TASK LIST →
1 > Answer these from the Courtney Wildin profile:
(a) Where was Wildin born?
(b) Which club did he join on loan in February 2016?
(c) Which national team does he represent at international level?
2 > Write what comes next in the Courtney Wildin biography, picking up after its final sentence.

EXTRACT PROVIDED →
*** Begin section ***

Courtney Wildin

Personal information
- Full name: Courtney James Wildin
- Date of birth: 30 March 1996 (age 29)
- Place of birth: Crewe, England
- Height: 6 ft 1 in (1.85 m)
- Position: Left-back

Youth career
- –2015: Aston Villa

Senior career*
- Years: Team / Apps / (Gls)
- 2015–2016: Sheffield Wednesday / 0 / (0)
- 2016: → Gainsborough Trinity (loan) / 5 / (0)
- 2016: → Lincoln City (loan) / 4 / (0)
- 2016–2017: Boston United / 10 / (0)
- 2016–2017: → Hednesford Town (loan) / 3 / (0)
- 2017: → Corby Town (loan)
- 2017: Nuneaton Town / 9 / (0)
- 2017–2018: Nantwich Town / 32 / (1)
- 2018–2019: Coalville Town / 10 / (0)

International career^{‡}
- 2016–: Antigua and Barbuda / 5 / (0)

= Courtney Wildin =

Footballer (born 1996)

Courtney James Wildin (born 30 March 1996) is a footballer who most recently played as a left-back for Southern League Premier Central side Coalville Town. Born in England, he represents the Antigua and Barbuda national team at international level.

==Club career==
===Sheffield Wednesday===
Wildin was a youth team player for Aston Villa, before joining Sheffield Wednesday as part of their development squad. In January 2016 he joined Gainsborough Trinity on loan.

In February 2016 he joined Lincoln City on loan before in March, he extended the loan until the end of the season.

He was then released by Sheffield Wednesday at the end of the season.

===Boston United===
After his release Wildin joined Boston United.

*** End section ***

Items listed in a dataset
*** Begin section ***

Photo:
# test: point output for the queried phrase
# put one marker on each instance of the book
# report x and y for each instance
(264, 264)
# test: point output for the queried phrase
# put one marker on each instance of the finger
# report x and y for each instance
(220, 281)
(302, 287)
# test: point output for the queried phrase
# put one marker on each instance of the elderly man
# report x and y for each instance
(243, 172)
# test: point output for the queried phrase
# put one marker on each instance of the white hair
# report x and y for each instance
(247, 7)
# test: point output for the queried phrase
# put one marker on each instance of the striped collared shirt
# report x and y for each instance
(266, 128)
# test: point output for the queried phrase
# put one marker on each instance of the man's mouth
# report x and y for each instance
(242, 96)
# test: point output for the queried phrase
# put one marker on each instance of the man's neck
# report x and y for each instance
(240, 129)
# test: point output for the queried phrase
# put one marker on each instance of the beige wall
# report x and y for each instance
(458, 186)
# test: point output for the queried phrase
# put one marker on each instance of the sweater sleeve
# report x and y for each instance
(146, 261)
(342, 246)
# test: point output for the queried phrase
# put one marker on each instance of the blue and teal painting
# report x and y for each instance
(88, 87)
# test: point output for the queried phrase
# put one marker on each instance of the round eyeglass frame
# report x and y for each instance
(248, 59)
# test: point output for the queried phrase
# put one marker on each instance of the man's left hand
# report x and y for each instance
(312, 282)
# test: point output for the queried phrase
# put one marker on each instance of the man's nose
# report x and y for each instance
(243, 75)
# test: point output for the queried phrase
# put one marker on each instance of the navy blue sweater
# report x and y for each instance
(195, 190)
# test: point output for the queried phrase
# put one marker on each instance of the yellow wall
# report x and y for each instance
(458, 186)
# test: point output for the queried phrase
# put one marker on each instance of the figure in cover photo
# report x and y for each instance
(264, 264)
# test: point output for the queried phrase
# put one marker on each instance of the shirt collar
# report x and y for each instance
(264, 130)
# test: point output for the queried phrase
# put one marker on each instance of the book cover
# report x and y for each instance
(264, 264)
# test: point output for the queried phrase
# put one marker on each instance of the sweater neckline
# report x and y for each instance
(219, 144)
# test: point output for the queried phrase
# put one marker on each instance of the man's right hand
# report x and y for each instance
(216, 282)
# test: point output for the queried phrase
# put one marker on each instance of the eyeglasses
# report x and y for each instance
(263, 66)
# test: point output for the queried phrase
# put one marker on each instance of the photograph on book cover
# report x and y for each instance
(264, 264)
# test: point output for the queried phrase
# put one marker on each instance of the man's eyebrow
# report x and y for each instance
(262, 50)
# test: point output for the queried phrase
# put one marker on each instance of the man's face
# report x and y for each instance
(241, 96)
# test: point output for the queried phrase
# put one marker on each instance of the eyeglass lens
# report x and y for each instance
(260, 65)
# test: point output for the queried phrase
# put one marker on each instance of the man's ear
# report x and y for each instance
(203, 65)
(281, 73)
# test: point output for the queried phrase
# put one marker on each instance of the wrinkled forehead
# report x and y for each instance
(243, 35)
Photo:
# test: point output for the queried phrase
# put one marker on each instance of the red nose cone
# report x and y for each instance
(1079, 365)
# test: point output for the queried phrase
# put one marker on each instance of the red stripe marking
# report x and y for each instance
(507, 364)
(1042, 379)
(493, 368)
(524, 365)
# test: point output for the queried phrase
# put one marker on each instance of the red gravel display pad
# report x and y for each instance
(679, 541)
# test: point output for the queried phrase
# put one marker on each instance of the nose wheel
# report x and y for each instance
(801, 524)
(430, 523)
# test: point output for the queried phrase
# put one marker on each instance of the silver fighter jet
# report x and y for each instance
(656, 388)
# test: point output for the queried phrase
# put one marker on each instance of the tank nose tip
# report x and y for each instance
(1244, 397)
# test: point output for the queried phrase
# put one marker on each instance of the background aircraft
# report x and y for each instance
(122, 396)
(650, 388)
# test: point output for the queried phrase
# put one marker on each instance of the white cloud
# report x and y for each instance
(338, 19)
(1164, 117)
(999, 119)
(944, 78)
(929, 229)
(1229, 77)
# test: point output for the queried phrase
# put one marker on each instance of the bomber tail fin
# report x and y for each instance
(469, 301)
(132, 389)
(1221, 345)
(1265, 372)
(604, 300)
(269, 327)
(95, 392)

*** End section ***

RESPONSES PER TASK →
1 >
(a) Crewe, England
(b) Lincoln City
(c) Antigua and Barbuda

2 >
In December 2016 he joined Hednesford Town on loan before returning on completion of the month loan period. Wildin joined Corby Town on loan on 23 February 2017, and left the club again on 23 April.

===Nuneaton Town===
Wildin joined Nuneaton Town in May 2017 along with his brother, Luther Wildin In September he left the club when his contract was terminated by mutual consent.

===Nantwich Town===
In October he joined Nantwich Town.

===Coalville Town===
Wildin signed for Southern League Premier Central side Coalville Town on 9 June 2018.

In December 2018 he announced that he had been diagnosed with leukaemia.

==International career==
Wildin was called up by Antigua and Barbuda for the first time in May 2016 and made his full international debut as a second-half substitute on 4 June 2016 for in a Caribbean Cup qualifier against Puerto Rico.

==Personal life==
Wildin is the brother of Stevenage and fellow Antigua and Barbuda defender Luther Wildin. The beginning of December 2018 he was diagnosed with leukaemia.